## THE PROBLEM
Count the lines in the data below that contain the string "boat", matching case exactly, and reply with the number alone.

## DATA SUPPLIED
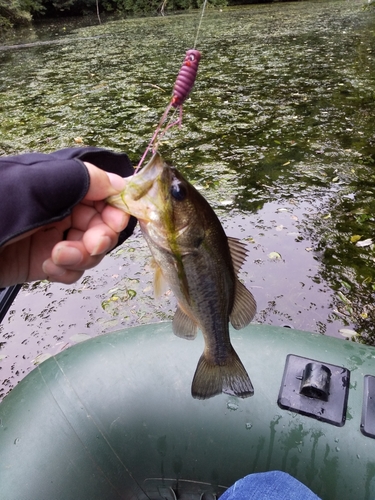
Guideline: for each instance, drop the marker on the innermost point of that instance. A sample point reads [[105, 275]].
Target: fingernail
[[50, 268], [68, 256], [103, 245], [116, 181]]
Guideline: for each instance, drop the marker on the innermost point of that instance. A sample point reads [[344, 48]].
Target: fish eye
[[178, 190]]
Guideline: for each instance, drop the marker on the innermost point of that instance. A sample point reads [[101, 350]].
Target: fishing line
[[183, 85], [200, 22]]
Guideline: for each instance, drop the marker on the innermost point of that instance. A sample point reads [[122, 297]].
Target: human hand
[[62, 251]]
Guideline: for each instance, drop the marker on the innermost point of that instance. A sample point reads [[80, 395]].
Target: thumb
[[102, 184]]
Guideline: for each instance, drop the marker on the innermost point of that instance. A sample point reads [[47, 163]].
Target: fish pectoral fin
[[230, 378], [238, 252], [160, 285], [183, 326], [244, 306]]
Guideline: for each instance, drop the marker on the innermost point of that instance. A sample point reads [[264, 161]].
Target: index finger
[[102, 184]]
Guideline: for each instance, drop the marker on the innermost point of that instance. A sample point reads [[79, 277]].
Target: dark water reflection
[[278, 134]]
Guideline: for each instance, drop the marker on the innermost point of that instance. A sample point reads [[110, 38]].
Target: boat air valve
[[315, 389], [315, 381]]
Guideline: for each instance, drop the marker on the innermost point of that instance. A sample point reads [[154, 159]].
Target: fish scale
[[199, 263]]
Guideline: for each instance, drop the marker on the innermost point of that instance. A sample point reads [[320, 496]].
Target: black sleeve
[[38, 189]]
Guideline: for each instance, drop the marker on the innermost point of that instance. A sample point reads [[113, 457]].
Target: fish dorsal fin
[[183, 326], [244, 307], [238, 251], [160, 285]]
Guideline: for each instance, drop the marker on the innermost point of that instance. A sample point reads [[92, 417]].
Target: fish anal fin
[[211, 379], [238, 252], [160, 285], [183, 326], [244, 306]]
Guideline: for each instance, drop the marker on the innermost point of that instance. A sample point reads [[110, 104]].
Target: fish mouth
[[142, 196]]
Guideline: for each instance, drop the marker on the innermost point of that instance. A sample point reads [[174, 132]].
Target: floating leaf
[[41, 357], [79, 337], [347, 333], [343, 299], [364, 243], [346, 285], [274, 256]]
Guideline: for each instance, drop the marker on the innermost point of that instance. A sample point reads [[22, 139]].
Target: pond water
[[278, 134]]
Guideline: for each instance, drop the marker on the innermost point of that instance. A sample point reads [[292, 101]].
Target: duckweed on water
[[278, 134]]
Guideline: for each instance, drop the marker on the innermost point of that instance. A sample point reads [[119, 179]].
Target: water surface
[[278, 134]]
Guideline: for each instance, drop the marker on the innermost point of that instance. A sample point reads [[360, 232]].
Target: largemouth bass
[[200, 263]]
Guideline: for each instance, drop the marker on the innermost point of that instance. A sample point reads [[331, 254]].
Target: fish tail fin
[[211, 379]]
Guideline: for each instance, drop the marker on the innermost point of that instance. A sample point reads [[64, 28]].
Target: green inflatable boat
[[113, 418]]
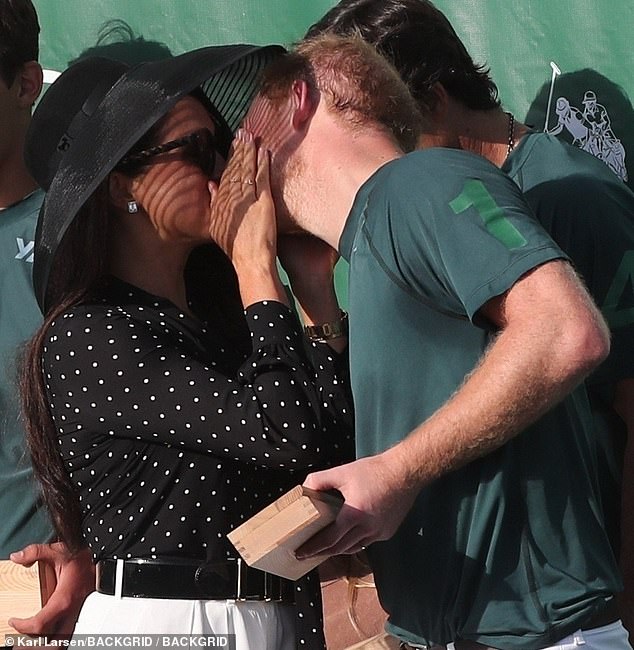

## THE ANSWER
2